Aim — Rewrite the items from the line with "Target: green vegetation" through the end of the records, replacing "pretty-printed" with "indented" and leaving everything else unchanged.

Coordinate annotation records —
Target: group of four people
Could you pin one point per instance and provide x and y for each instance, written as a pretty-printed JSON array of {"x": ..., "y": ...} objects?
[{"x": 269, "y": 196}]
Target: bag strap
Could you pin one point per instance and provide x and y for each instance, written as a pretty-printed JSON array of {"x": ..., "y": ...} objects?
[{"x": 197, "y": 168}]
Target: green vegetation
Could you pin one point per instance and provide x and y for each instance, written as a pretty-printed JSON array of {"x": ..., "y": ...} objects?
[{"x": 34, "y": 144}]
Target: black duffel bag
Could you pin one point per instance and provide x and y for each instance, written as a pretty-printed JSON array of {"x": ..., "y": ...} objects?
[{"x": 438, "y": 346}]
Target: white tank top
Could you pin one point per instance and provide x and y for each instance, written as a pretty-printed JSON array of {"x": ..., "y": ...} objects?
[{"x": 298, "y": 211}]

Exercise output —
Target: green vegetation
Could you pin one point per instance and provide x and y for each instance, written as a indented JSON array of {"x": ..., "y": ...} objects?
[{"x": 34, "y": 144}]
Target: black duffel bag
Could you pin one point per instance and provide x and y for each instance, written as a indented JSON array of {"x": ..., "y": ...} objects?
[{"x": 438, "y": 346}]
Target: white tank top
Could you pin one point per instance and provide x and y for each instance, written as a indented JSON array of {"x": ..., "y": ...} objects?
[{"x": 298, "y": 211}]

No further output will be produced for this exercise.